> _Text segment_:
• • • • •
Standards for secure E-mail
The nice thing about standards is that there are so many to choose
from. Furthermore, if you do not like any of them, you can just wait
for next year's model. (Tanenbaum, "Computer Networks", second
edition, page 254)
If you want secure E-mail, you must choose a security function. It is
not possible for two different security systems to interwork. Not just
difficult; impossible.
- X.400 security features interoperate only with other implementors of
X.400 security features, which make them more or less useless
in the NORDUNet community.
- The US Defense Dept's Message Security Protocol works fine
within DoD X.400 or Internet mail systems
- Lotus Notes and Microsoft Mail have security functions. So what?
- Privacy Enhanced Mail (PEM) works fine, but looks ugly, needs a
certificate infrastructure, and doesn't sit well with MIME.
- Pretty Good Privacy (PGP) works fine, can be deployed
anarchically, and doesn't sit well with MIME
- Security Multiparts and MOSS offers PEM-like functionality, but
without requiring a comprehensive certificate
infrastructure, and sits well with MIME.
• • • • •
> _Extracted data_:
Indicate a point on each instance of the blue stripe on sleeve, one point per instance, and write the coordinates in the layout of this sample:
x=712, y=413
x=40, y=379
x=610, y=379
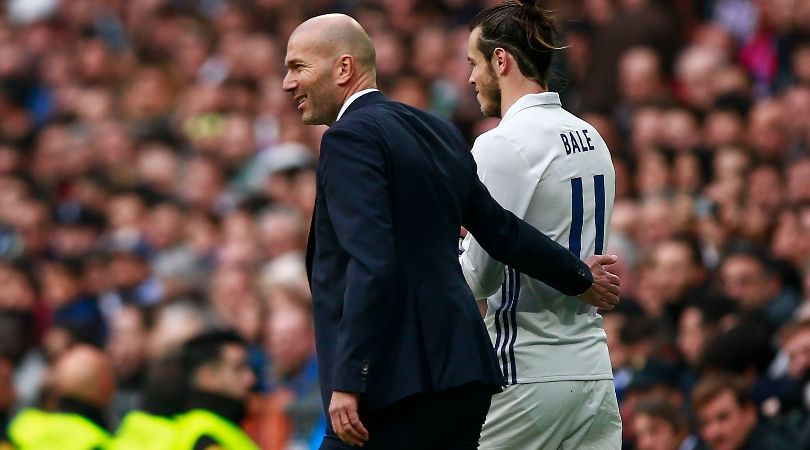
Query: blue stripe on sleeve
x=599, y=190
x=509, y=283
x=575, y=236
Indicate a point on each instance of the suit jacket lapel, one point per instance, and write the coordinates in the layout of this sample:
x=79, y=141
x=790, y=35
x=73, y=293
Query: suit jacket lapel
x=363, y=100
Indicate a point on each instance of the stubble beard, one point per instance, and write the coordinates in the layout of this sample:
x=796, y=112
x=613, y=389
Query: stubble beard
x=490, y=96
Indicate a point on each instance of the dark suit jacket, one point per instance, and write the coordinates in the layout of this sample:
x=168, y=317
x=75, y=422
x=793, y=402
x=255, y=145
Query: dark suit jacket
x=393, y=313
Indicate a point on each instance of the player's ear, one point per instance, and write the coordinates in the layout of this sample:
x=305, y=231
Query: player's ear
x=344, y=68
x=500, y=60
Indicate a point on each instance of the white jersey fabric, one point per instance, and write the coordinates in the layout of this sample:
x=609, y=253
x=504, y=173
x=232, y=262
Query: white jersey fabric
x=553, y=170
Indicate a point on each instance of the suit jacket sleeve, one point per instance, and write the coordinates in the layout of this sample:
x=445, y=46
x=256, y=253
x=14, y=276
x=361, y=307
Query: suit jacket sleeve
x=355, y=186
x=514, y=242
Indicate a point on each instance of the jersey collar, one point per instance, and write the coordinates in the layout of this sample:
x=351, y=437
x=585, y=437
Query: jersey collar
x=529, y=100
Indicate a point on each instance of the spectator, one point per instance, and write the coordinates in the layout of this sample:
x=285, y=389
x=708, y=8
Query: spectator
x=727, y=417
x=750, y=279
x=84, y=384
x=659, y=425
x=219, y=380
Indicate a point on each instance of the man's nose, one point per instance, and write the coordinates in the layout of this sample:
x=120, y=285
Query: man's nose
x=288, y=84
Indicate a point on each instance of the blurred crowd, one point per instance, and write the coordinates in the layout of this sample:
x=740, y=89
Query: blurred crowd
x=155, y=183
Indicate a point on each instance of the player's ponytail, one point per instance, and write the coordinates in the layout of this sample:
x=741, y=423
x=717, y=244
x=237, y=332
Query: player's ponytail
x=525, y=29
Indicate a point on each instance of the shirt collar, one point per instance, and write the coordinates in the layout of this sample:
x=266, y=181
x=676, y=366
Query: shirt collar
x=352, y=98
x=529, y=100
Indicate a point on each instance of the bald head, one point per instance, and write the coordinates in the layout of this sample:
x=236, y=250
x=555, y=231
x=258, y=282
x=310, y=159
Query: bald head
x=328, y=59
x=334, y=35
x=85, y=373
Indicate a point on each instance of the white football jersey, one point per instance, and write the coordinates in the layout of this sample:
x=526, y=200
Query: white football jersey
x=553, y=170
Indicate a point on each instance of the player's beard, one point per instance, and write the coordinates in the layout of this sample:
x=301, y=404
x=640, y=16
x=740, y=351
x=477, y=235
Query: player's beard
x=490, y=93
• • • • •
> _Task list_:
[1] From the secure e-mail standards text, print the passage that begins at the words "- The US Defense" and stops after "sits well with MIME.".
[2] In the secure e-mail standards text, which system can be deployed anarchically?

> _Expected answers_:
[1]
- The US Defense Dept's Message Security Protocol works fine
within DoD X.400 or Internet mail systems
- Lotus Notes and Microsoft Mail have security functions. So what?
- Privacy Enhanced Mail (PEM) works fine, but looks ugly, needs a
certificate infrastructure, and doesn't sit well with MIME.
- Pretty Good Privacy (PGP) works fine, can be deployed
anarchically, and doesn't sit well with MIME
- Security Multiparts and MOSS offers PEM-like functionality, but
without requiring a comprehensive certificate
infrastructure, and sits well with MIME.

[2] Pretty Good Privacy (PGP).